● Quoted passage
=== Section Start ===
I can feel the cogs of your mind over-heating. So, if you aren’t quite happy with this explanation, then watch the movie Thor. While it doesn’t provide any scientific explanation on lightning genesis whatsoever, Chris Hemsworth is so beautiful you will forget your intellectual torment immediately *swoon*

Guys… you can enjoy watching Natalie Portman at her career low. In a lab coat.

I know I did.

sexy natalie-portman-celebrity

Thunder, Contrary to Kindergarten Mythology, is Not God’s Fart

In spite of my illuminating explanations above – coupled with your homework to watch Thor – the exact physics of lightning generation are not entirely understood. Thunder, on the other hand, is and its explanation makes for a very interesting story. You may want to remember this so you can impress a future date with it…

When lightning tears out of a cloud, the air in the discharge channel heats up from ambient air temperature to a toasty 28,000°C or 50,000°F. That’s approximately five times hotter than the surface of our Sun. And all of this happens in as little as 90 microseconds. I know, right? A yawning chasm of a time denomination.

The problem is, you can’t heat anything up from 10°C to 28,000°C in this short amount of time without some kind of catastrophic consequence. So when lightning shows the ill social etiquette of doing so, the air expands violently, generating a shockwave that explodes outwards from the discharge channel. This shockwave travels faster than the speed of sound – it’s supersonic – so we can’t actually hear it. Dogs probably could, but you’ll have to ask one to be certain.
=== Section End ===
● Excerpted data
=== Section Start ===
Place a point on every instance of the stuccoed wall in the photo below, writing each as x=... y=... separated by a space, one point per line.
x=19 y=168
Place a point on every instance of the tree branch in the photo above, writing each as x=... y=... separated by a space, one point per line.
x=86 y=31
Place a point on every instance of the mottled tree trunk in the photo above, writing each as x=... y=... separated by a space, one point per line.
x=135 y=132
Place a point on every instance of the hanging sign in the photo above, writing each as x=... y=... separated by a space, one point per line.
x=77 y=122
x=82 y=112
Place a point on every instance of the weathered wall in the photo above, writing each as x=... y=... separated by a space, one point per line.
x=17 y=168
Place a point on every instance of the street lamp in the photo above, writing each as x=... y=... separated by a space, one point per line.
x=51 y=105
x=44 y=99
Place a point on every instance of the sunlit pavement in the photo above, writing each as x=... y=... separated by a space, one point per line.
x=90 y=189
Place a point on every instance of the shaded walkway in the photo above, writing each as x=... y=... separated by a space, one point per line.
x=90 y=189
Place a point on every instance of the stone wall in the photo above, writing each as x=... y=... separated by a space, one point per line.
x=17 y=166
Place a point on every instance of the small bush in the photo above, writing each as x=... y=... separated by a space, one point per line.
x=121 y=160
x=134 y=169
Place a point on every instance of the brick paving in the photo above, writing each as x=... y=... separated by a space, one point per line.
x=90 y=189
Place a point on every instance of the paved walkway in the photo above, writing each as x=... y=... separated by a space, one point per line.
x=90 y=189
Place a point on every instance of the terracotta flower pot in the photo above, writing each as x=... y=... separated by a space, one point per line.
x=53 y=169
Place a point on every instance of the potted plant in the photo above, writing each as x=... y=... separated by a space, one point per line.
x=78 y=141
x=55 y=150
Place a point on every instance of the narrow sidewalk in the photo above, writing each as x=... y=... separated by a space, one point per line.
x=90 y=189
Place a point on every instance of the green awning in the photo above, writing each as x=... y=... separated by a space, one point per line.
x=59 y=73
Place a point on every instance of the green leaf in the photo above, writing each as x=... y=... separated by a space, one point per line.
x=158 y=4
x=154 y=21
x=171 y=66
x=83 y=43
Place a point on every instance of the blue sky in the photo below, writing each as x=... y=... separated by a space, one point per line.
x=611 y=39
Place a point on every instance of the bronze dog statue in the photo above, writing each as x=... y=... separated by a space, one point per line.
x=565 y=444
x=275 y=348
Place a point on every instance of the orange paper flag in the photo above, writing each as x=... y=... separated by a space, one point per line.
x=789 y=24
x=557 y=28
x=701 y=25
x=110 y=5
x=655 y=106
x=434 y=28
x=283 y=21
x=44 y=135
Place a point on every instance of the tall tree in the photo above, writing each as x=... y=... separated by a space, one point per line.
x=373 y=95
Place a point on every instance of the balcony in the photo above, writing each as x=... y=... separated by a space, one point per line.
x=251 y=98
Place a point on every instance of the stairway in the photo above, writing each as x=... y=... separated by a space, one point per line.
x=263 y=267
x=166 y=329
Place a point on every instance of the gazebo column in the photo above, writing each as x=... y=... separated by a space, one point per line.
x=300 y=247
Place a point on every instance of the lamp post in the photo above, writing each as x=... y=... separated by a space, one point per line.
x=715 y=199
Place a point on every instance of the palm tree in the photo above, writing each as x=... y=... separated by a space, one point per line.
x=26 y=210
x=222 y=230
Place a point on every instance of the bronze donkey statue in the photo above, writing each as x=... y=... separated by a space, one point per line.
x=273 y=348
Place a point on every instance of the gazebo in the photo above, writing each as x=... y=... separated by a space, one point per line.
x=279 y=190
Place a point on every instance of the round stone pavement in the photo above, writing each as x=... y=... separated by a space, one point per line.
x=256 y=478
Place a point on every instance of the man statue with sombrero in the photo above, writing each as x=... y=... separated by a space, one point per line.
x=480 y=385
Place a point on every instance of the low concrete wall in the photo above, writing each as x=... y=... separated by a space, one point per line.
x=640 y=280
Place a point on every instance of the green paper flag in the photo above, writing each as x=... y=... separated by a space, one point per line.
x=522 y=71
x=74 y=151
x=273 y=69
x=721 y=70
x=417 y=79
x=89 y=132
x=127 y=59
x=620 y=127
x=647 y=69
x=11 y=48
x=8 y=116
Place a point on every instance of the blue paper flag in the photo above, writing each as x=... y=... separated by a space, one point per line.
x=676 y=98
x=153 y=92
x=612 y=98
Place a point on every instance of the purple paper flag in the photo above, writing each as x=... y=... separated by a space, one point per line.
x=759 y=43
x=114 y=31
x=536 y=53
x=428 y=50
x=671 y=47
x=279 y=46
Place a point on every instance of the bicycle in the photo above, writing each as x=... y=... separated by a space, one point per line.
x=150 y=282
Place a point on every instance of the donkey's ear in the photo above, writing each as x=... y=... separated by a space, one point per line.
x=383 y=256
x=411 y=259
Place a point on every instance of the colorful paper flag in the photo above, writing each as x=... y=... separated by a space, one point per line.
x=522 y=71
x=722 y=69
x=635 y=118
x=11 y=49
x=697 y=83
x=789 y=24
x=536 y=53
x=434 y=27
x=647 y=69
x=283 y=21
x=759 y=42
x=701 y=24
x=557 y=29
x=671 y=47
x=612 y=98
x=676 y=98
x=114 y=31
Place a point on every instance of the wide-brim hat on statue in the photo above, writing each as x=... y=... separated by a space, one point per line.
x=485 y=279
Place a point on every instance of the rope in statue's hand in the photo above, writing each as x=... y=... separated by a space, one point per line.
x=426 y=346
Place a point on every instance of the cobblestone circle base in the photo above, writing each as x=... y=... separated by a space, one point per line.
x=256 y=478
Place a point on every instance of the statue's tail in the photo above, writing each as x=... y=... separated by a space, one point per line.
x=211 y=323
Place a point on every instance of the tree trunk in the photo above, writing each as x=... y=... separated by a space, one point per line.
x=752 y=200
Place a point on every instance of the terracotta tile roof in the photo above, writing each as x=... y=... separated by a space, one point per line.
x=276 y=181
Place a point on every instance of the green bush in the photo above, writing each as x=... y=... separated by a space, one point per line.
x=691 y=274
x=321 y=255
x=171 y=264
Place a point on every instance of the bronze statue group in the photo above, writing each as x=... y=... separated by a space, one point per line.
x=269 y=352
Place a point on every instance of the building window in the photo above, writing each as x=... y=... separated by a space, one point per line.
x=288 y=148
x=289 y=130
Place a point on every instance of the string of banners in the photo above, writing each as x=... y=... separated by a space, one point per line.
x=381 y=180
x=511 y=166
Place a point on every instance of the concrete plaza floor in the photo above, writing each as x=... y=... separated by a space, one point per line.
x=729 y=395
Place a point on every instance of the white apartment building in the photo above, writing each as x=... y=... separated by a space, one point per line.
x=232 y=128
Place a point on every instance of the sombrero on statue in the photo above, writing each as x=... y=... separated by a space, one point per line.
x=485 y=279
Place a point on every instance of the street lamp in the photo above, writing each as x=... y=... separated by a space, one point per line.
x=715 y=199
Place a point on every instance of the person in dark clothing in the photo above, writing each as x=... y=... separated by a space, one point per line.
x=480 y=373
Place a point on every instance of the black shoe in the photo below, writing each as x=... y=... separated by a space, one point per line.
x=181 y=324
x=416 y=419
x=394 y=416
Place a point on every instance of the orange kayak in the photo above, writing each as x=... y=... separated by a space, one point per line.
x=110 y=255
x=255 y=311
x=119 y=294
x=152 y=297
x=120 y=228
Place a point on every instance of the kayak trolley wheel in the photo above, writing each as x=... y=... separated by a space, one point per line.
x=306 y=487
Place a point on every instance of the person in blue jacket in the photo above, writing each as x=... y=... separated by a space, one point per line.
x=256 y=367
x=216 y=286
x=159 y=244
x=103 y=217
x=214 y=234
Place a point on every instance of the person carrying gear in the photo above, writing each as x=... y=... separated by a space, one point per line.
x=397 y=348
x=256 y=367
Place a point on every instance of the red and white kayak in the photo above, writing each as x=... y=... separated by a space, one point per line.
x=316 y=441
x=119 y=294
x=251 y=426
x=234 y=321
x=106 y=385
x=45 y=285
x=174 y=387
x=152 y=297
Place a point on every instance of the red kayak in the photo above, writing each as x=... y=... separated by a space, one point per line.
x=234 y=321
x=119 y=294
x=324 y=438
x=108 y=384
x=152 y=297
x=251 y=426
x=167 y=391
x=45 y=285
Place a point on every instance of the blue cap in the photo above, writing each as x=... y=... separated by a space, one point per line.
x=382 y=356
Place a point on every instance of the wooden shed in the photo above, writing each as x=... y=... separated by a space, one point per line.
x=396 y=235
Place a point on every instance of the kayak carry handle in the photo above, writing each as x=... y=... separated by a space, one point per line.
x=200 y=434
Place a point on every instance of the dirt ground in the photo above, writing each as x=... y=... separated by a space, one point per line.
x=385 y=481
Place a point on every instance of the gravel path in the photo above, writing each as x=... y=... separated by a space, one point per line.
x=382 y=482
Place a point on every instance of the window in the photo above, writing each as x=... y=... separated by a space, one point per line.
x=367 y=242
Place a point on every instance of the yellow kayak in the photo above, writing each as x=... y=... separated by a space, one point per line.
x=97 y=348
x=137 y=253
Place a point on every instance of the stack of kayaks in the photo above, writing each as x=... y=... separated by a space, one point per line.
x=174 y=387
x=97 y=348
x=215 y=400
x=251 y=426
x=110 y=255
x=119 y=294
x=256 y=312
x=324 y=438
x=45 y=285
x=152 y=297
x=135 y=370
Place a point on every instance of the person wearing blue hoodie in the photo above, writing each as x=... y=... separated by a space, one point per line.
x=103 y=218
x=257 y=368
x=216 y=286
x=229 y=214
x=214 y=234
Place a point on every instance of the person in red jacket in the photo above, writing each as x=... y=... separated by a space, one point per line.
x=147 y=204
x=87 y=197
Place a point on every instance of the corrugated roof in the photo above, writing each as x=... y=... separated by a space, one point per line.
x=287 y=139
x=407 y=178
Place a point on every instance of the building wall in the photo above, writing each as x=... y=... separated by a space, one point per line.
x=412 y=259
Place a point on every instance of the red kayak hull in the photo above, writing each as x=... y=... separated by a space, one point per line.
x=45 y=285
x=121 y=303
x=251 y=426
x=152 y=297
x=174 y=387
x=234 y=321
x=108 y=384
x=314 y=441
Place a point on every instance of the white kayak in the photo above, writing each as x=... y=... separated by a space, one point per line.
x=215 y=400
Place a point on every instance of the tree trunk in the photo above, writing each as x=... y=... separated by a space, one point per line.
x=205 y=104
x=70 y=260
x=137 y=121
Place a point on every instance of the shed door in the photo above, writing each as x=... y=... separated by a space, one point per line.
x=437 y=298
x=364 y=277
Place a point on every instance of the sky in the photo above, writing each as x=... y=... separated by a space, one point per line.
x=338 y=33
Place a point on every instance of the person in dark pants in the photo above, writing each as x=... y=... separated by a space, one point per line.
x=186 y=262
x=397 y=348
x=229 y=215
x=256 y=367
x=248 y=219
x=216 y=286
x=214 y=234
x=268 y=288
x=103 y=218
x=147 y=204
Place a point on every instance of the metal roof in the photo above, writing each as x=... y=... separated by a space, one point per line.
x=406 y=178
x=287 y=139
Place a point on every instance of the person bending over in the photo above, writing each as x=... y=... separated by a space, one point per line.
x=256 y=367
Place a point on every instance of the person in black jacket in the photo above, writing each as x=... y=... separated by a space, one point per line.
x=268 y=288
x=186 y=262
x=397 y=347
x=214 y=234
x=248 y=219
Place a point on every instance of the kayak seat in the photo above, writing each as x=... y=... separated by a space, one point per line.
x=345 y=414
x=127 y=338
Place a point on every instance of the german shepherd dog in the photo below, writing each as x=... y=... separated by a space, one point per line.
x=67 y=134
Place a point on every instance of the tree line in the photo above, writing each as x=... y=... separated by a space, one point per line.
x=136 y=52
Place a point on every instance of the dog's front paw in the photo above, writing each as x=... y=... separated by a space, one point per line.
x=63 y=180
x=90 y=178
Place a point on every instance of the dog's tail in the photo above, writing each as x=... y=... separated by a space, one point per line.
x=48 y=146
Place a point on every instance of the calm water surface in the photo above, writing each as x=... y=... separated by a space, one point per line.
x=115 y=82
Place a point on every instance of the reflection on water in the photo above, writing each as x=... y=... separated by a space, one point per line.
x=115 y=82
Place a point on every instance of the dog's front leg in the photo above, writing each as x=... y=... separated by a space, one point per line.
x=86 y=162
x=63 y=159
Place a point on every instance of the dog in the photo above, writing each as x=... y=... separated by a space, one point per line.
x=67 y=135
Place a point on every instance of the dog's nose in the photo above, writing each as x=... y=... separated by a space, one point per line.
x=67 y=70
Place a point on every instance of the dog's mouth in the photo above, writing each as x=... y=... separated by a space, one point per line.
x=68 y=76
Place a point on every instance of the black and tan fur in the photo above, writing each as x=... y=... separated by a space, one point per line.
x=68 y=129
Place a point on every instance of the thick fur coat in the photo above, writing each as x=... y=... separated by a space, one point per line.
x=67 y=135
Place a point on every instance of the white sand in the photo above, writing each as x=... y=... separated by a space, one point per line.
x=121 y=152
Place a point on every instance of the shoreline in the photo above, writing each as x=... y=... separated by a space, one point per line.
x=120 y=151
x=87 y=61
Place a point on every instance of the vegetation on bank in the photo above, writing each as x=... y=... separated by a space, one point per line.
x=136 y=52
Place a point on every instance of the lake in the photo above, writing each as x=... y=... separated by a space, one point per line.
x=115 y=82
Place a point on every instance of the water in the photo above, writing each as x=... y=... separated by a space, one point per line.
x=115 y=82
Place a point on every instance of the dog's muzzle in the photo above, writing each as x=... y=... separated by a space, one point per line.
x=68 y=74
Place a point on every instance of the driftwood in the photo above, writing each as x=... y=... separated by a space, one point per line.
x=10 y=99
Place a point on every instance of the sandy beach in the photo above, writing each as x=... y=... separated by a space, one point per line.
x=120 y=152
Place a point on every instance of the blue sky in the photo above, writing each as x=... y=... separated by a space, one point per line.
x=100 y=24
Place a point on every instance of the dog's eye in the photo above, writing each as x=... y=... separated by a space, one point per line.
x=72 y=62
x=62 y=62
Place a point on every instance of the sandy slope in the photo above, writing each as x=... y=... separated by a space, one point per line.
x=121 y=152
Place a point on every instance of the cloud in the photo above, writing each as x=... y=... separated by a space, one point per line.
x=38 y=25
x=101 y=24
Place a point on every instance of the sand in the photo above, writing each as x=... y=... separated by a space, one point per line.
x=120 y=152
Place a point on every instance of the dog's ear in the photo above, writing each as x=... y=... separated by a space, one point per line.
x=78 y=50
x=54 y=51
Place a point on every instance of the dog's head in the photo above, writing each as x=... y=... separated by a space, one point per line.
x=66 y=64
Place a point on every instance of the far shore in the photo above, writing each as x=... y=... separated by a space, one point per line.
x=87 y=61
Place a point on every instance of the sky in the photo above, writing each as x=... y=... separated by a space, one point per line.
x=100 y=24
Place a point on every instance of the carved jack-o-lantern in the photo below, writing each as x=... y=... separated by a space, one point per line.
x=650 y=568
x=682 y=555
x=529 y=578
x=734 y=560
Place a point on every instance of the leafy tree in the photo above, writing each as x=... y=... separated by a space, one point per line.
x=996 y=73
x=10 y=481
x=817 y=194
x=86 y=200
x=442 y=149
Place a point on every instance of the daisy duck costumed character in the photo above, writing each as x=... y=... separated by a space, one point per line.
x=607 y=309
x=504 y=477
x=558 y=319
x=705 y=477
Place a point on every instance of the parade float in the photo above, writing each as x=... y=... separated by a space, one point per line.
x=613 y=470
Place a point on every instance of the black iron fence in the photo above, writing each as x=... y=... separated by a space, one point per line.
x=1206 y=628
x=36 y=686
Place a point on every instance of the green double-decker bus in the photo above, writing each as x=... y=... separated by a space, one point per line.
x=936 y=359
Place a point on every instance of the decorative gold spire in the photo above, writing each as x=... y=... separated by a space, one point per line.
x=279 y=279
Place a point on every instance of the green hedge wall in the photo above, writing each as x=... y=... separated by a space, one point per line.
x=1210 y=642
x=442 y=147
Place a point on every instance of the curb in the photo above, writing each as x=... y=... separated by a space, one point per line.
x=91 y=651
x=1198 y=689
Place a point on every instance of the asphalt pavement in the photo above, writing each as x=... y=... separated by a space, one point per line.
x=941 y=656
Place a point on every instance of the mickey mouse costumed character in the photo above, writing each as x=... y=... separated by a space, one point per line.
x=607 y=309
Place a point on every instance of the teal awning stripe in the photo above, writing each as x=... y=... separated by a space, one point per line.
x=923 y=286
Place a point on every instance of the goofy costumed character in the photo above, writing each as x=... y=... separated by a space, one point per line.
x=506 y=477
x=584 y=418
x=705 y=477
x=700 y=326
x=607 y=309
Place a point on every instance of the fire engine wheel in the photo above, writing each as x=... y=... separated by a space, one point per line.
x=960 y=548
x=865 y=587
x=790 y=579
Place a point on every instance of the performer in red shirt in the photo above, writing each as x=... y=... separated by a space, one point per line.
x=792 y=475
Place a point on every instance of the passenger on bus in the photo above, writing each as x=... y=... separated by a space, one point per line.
=== Section End ===
● Instructions to follow
Continue the piece on lightning and thunder above, starting after its final sentence.

● Answer box
With distance from the discharge channel, this shockwave slows down and as it does it falls within our audio range. That’s when we hear thunder. I have heard that if you stand close enough to lightning you won’t actually hear it, because the shockwave is supersonic. While this makes sense in theory, human trials are pending. It also explains why, when a storm is very close, the lightning makes a sharp cracking explosive sound while, when further away, you hear the thunder as a low sexy rumble.

Lightning thunderstorm picture 5

Class Dismissed: Your Take-Home Message

More people die of lightning injuries in Florida than anywhere else in America and perhaps even the world. While I’m aware that they have an amazing water world playground at their feet, they also have the highest lightning strike density in the entirety of the United States. Perhaps y’all should bear that in mind the next time you go wind surfing in an electrical storm.

Regardless of where you live, however, if you value your life then don’t swim, don’t bath, don’t chat on a land line, don’t play golf, don’t stand under a tree and don’t go running around like Julie Andrews in a thunderstorm. Otherwise, it won’t just be music the hills are alive with.

Oh, and enjoy the show! Isn’t nature spectacular?